Data records
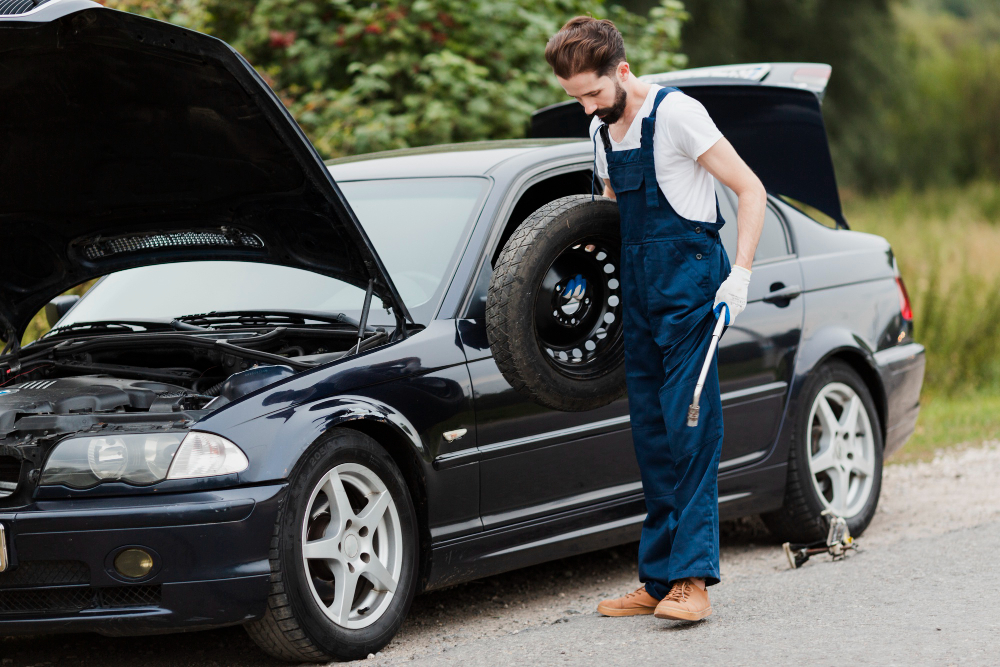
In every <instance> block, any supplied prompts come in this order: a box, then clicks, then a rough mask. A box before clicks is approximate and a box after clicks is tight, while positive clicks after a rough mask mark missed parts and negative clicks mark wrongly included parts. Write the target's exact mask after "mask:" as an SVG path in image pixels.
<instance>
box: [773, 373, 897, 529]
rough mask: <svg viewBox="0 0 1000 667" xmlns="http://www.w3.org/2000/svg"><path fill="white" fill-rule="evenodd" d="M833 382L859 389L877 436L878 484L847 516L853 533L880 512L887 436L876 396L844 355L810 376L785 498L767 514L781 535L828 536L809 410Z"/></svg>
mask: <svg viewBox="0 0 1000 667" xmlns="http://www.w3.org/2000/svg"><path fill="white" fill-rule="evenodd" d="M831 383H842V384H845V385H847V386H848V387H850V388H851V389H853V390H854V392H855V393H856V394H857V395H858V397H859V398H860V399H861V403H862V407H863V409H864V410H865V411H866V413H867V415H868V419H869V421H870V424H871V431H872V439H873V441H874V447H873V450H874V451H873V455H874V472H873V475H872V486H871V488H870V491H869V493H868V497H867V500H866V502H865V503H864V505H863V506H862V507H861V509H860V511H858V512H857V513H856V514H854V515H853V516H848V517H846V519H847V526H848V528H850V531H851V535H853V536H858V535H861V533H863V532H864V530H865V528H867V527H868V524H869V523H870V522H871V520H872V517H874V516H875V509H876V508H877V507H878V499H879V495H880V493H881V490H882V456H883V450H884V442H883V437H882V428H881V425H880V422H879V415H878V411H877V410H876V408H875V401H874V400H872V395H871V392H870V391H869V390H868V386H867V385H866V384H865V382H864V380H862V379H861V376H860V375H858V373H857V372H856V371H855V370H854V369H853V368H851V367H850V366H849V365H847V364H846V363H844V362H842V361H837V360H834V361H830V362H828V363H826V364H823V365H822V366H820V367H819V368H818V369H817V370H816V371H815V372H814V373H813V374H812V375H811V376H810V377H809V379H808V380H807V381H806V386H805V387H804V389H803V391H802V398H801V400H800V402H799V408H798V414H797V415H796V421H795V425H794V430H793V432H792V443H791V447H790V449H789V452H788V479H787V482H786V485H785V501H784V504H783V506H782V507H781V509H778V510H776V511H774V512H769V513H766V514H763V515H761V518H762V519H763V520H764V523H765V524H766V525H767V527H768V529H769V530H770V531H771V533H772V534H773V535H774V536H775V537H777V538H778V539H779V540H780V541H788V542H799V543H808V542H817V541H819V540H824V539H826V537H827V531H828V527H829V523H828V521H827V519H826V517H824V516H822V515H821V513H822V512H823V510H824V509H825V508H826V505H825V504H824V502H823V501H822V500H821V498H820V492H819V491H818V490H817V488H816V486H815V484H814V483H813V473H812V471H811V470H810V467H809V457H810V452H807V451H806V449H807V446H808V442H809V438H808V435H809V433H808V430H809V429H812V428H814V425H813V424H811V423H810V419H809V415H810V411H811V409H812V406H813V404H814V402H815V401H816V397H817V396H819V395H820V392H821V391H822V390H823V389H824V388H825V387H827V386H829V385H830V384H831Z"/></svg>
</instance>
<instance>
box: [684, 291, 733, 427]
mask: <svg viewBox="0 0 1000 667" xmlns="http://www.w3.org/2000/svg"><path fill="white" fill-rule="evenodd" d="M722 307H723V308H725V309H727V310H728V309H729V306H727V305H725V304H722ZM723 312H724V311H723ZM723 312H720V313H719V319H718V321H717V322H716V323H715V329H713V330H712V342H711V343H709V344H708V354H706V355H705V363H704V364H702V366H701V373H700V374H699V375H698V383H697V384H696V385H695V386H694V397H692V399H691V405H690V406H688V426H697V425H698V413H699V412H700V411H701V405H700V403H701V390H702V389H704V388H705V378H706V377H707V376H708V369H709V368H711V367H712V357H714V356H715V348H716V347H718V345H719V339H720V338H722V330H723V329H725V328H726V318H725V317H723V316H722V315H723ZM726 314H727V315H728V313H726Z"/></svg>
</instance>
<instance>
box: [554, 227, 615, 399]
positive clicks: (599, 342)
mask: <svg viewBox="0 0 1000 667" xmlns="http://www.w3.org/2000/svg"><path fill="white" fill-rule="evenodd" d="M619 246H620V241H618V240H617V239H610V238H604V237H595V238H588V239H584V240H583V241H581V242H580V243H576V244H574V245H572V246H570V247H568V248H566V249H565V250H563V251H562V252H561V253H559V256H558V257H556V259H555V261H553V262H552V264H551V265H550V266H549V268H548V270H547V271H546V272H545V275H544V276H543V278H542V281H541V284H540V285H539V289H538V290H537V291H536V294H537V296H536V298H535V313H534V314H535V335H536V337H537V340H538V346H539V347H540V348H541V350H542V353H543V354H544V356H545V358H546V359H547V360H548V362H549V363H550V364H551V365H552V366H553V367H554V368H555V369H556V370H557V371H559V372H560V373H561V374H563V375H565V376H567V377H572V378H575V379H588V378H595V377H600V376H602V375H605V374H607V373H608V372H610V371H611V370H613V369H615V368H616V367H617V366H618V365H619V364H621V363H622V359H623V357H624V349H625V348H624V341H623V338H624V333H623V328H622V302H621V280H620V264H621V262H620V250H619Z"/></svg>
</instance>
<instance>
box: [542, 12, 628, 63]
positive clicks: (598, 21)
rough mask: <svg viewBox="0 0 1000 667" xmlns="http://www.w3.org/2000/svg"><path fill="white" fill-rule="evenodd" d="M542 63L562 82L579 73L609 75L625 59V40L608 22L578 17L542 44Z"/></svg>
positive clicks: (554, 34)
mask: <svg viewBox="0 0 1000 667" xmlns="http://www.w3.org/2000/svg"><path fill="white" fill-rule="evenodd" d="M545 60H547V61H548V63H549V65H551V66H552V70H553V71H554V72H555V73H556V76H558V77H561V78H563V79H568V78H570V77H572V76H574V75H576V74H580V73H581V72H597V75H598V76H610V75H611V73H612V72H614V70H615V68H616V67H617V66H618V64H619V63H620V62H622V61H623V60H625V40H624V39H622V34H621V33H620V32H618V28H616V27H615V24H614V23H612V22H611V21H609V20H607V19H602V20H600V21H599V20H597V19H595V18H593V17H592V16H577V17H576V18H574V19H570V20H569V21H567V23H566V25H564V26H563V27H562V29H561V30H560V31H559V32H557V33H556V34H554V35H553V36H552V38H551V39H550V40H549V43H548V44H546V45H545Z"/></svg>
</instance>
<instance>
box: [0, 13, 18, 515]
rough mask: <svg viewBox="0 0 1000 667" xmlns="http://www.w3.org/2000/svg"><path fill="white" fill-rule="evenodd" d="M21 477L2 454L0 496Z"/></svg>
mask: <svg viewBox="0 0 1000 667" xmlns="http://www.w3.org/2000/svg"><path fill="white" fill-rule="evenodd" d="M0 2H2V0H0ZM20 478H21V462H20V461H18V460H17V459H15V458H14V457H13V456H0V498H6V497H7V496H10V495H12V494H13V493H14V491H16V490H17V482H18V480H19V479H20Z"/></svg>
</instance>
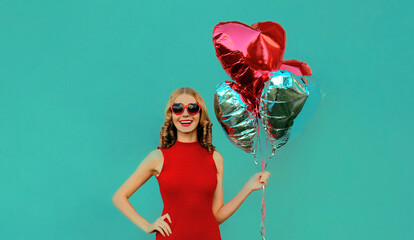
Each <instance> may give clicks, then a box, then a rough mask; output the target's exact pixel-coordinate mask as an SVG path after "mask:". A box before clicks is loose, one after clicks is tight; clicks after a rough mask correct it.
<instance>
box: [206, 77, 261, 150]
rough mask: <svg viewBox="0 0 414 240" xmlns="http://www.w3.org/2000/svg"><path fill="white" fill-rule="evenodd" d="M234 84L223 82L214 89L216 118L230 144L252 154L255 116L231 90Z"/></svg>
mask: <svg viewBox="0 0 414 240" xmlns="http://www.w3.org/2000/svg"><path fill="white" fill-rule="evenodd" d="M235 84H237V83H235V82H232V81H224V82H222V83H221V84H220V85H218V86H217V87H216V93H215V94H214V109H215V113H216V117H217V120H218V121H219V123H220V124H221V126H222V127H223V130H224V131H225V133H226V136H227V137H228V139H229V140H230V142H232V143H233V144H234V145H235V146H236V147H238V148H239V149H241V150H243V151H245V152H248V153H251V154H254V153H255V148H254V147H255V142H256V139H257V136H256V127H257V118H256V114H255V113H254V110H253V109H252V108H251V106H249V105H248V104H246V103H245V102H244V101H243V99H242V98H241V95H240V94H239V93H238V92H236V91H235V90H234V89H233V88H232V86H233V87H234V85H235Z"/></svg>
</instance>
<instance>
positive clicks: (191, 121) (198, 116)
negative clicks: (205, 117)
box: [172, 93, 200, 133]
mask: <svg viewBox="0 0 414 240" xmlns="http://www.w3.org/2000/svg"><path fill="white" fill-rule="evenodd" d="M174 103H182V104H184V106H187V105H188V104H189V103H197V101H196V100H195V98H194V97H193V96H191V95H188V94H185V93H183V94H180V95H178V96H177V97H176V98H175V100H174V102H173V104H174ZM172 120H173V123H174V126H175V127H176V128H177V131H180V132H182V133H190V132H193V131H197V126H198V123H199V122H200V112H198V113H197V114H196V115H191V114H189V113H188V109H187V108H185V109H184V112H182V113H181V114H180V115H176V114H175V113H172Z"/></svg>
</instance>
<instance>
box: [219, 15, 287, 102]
---
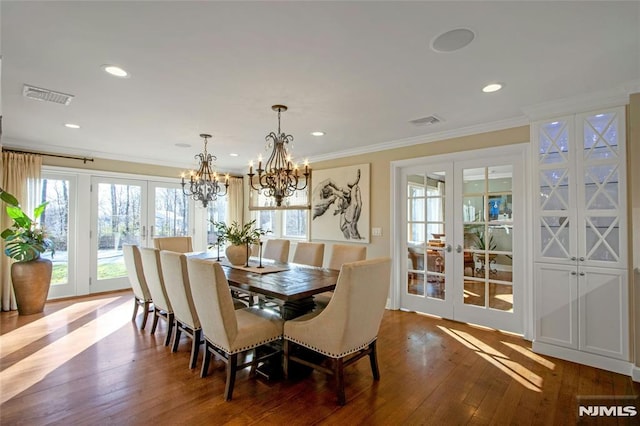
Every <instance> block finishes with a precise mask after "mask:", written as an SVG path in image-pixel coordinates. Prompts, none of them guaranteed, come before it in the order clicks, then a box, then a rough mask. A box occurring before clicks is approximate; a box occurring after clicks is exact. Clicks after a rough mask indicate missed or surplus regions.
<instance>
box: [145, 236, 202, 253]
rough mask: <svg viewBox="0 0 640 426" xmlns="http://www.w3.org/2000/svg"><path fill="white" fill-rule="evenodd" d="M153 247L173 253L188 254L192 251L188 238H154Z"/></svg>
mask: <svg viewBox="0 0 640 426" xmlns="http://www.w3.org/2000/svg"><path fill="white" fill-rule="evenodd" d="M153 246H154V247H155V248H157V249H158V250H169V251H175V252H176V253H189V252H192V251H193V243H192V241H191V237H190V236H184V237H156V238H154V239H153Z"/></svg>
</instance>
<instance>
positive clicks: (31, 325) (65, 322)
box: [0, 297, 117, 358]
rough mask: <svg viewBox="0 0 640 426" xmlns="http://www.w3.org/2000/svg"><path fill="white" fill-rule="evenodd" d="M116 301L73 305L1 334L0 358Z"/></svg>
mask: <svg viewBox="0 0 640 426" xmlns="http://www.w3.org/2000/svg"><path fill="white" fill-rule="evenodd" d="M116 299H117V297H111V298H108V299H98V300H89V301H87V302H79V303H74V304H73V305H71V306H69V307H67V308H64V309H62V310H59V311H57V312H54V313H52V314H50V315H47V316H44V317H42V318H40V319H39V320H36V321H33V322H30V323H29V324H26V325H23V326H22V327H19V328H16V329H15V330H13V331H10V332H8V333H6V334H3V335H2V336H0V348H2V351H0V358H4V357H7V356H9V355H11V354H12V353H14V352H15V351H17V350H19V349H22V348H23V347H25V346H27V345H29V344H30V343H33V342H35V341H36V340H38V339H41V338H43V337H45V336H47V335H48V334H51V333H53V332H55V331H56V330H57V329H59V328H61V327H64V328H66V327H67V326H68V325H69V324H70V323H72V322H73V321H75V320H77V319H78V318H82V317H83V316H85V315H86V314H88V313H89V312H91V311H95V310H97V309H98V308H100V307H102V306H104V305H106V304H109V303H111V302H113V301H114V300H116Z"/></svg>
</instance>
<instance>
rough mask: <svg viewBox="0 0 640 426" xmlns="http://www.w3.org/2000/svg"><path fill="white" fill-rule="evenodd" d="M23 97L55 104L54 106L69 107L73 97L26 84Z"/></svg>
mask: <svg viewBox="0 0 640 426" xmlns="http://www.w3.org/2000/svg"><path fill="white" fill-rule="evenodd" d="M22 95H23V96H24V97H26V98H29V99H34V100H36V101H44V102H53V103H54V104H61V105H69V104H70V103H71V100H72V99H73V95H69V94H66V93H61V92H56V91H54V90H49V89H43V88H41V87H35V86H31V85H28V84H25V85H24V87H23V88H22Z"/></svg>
---
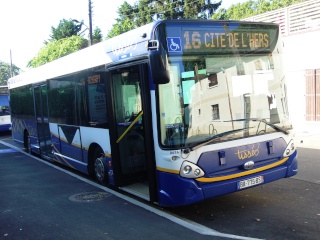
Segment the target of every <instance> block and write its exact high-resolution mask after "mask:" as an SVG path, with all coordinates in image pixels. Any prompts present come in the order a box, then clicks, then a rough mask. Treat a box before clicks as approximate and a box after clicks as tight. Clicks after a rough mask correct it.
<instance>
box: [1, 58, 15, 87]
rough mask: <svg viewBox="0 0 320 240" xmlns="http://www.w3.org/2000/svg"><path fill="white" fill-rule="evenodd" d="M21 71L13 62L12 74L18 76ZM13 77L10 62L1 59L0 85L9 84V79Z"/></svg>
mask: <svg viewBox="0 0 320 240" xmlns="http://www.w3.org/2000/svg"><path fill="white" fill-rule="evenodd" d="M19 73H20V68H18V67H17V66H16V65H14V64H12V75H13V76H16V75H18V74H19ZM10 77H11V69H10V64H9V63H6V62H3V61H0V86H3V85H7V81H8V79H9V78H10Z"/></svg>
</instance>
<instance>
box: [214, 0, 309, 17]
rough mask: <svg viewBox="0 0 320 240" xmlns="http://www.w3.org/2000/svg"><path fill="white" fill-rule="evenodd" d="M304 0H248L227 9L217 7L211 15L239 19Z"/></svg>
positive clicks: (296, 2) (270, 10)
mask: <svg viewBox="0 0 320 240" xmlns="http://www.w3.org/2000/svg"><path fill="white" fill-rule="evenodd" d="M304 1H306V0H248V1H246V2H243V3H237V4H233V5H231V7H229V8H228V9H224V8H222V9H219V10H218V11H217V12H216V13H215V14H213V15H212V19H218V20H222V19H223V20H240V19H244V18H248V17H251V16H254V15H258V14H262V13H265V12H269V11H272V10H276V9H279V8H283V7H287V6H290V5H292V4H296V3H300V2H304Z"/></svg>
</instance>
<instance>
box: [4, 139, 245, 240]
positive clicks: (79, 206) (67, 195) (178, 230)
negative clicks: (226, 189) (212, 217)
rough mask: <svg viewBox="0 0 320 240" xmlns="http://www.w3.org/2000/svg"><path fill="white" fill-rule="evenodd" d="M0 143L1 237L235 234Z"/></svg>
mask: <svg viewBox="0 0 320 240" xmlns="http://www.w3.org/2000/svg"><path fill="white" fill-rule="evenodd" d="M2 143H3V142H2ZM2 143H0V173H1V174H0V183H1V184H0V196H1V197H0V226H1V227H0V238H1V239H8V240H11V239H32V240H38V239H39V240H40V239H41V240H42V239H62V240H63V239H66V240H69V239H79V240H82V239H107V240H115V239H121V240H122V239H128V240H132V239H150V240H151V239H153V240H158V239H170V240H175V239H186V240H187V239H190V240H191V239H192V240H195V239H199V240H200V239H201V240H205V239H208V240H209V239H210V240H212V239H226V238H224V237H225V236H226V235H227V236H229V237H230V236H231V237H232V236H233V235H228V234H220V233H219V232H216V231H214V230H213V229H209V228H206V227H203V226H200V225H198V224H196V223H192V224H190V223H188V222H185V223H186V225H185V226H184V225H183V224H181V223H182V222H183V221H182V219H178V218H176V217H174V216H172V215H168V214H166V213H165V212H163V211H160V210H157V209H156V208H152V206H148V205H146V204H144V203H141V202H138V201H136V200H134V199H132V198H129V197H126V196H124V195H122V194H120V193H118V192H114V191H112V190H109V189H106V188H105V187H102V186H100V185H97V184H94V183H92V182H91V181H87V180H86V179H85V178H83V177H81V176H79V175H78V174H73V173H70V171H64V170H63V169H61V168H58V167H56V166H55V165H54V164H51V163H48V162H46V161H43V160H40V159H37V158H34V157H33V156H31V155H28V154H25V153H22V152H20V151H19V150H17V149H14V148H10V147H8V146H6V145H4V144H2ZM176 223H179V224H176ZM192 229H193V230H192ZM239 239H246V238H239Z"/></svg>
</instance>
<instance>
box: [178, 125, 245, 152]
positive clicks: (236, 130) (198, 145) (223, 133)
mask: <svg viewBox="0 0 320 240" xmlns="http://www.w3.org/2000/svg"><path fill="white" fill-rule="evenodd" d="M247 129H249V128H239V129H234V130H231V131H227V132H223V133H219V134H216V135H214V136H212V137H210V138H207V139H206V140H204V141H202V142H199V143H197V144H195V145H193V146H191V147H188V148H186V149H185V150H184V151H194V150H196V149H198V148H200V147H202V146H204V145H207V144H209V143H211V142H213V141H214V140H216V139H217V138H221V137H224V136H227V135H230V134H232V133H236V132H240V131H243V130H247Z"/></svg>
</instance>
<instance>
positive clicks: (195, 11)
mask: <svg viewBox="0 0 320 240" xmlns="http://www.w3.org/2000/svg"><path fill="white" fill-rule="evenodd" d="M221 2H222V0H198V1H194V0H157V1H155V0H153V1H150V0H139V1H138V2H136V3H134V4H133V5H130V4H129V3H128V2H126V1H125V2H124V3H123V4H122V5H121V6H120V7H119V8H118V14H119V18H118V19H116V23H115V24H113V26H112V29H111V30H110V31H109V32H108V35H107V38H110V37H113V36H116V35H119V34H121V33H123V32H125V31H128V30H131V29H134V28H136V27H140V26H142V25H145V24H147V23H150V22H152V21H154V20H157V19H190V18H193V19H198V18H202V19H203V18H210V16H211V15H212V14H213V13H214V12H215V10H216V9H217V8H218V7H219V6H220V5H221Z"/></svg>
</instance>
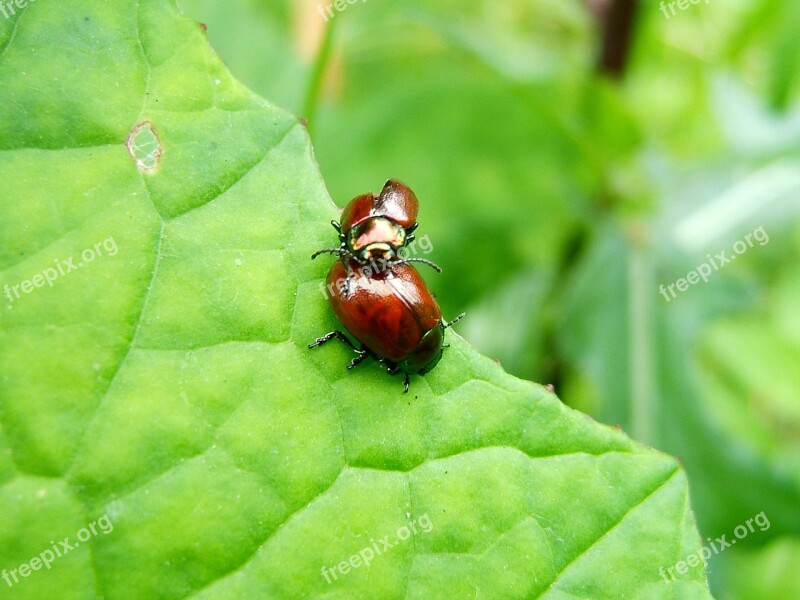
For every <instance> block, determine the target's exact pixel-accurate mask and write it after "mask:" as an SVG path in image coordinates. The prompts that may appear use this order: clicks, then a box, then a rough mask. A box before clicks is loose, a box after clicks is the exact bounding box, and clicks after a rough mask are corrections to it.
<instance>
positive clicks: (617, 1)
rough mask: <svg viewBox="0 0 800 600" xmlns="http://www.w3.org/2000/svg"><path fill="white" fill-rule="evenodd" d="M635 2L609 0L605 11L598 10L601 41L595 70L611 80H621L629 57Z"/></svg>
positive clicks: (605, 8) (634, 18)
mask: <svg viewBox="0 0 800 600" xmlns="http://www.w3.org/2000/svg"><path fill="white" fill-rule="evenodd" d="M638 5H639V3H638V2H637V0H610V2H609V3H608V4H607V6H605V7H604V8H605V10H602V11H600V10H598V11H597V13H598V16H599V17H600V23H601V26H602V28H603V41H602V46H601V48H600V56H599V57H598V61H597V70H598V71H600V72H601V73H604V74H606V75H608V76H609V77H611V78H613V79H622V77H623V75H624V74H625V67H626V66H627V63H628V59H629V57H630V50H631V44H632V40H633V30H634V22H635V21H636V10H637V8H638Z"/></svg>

▶ TASK DIRECTIONS
Locate each line in the records that contains the string "negative", and copy those lines out in full.

▶ ANSWER TO THIS PROBLEM
In every <instance> block, any supplied prompts come in this order: a box, then clicks, then a rough mask. A box before clicks is approximate and a box after clicks is tight, while positive clicks after a rough mask mark missed parts and negative clicks mark wrongly included parts. Write the target's exact mask after "mask:" as an SVG path in image pixels.
negative clicks: (205, 117)
negative clicks: (226, 189) (212, 217)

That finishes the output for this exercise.